- _Description of the task_
Every record that follows should be printed verbatim.

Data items

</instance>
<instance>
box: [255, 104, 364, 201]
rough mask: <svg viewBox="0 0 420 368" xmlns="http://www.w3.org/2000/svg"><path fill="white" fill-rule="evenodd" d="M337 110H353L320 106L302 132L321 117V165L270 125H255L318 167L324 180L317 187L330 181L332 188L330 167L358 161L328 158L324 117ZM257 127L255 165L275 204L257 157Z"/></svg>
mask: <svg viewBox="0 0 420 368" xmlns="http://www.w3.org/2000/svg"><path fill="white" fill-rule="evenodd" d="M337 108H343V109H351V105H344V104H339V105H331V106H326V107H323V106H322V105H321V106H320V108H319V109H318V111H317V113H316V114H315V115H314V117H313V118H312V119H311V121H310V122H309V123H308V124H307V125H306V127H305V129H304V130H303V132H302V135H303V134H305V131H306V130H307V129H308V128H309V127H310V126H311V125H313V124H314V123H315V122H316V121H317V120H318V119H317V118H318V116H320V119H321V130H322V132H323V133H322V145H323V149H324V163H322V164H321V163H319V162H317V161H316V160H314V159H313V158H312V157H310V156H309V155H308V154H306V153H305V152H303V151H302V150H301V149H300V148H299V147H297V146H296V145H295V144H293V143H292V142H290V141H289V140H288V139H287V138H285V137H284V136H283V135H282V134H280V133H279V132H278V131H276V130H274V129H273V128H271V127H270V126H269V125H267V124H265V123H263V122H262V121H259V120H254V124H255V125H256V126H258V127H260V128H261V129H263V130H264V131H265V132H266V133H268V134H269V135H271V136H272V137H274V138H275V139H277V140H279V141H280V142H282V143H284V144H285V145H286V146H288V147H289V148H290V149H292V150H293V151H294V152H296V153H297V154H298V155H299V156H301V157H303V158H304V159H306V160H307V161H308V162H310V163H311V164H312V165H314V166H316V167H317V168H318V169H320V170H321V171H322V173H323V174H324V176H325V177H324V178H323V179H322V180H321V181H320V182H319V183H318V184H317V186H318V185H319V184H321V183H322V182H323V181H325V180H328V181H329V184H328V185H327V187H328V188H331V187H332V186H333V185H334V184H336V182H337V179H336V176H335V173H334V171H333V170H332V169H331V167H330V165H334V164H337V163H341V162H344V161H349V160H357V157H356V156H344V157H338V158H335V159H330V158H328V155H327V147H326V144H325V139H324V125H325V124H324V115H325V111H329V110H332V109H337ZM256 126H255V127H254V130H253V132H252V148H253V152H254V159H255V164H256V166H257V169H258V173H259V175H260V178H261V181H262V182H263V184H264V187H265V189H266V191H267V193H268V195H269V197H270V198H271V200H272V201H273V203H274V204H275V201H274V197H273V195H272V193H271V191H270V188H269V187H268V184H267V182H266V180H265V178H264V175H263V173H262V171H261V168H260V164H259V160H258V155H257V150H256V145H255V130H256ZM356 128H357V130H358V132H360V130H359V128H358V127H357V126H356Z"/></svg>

- _Result for this task_
</instance>
<instance>
box: [255, 104, 364, 201]
rough mask: <svg viewBox="0 0 420 368" xmlns="http://www.w3.org/2000/svg"><path fill="white" fill-rule="evenodd" d="M337 110H353L320 106L302 132L321 117V165L270 125H255L318 167L324 180L317 187L330 181L332 188L330 167L358 161L328 158L324 117ZM257 127L255 165L275 204L257 157Z"/></svg>
mask: <svg viewBox="0 0 420 368" xmlns="http://www.w3.org/2000/svg"><path fill="white" fill-rule="evenodd" d="M337 108H343V109H351V105H344V104H339V105H331V106H326V107H323V106H322V105H321V106H320V108H319V109H318V111H317V113H316V114H315V115H314V117H313V118H312V119H311V121H310V122H309V123H308V124H307V125H306V127H305V129H304V130H303V132H302V135H303V134H305V131H306V130H307V129H308V128H309V127H310V126H311V125H313V124H314V123H315V122H316V121H317V120H318V119H317V118H318V116H320V119H321V130H322V132H323V133H322V145H323V149H324V163H322V164H321V163H319V162H317V161H316V160H314V159H313V158H312V157H310V156H309V155H308V154H306V153H305V152H303V151H302V150H301V149H300V148H299V147H297V146H296V145H295V144H293V143H292V142H290V141H289V140H288V139H287V138H285V137H284V136H283V135H282V134H280V133H279V132H278V131H276V130H274V129H273V128H271V127H270V126H269V125H267V124H265V123H263V122H262V121H259V120H254V124H255V125H256V126H258V127H260V128H261V129H263V130H264V131H265V132H266V133H268V134H269V135H271V136H272V137H274V138H275V139H277V140H279V141H280V142H282V143H284V144H285V145H286V146H288V147H289V148H290V149H292V150H293V151H294V152H296V153H297V154H298V155H299V156H301V157H303V158H304V159H306V160H307V161H308V162H310V163H311V164H312V165H314V166H316V167H317V168H318V169H320V170H321V171H322V173H323V174H324V176H325V177H324V178H323V179H322V180H321V181H320V182H319V183H318V184H317V186H318V185H319V184H321V183H322V182H323V181H325V180H328V181H329V184H328V185H327V187H328V188H331V187H332V186H333V185H334V184H336V182H337V179H336V176H335V173H334V171H333V170H332V169H331V167H330V165H334V164H337V163H341V162H344V161H349V160H357V157H356V156H344V157H338V158H335V159H330V158H328V155H327V147H326V144H325V139H324V125H325V124H324V115H325V111H329V110H332V109H337ZM256 126H255V127H254V130H253V132H252V148H253V152H254V159H255V164H256V166H257V169H258V173H259V175H260V178H261V181H262V182H263V184H264V187H265V189H266V191H267V193H268V195H269V197H270V198H271V200H272V201H273V203H274V204H275V201H274V197H273V195H272V193H271V191H270V188H269V187H268V184H267V182H266V180H265V178H264V175H263V173H262V171H261V168H260V164H259V160H258V155H257V150H256V145H255V130H256ZM356 128H357V130H358V132H360V130H359V128H358V127H357V126H356Z"/></svg>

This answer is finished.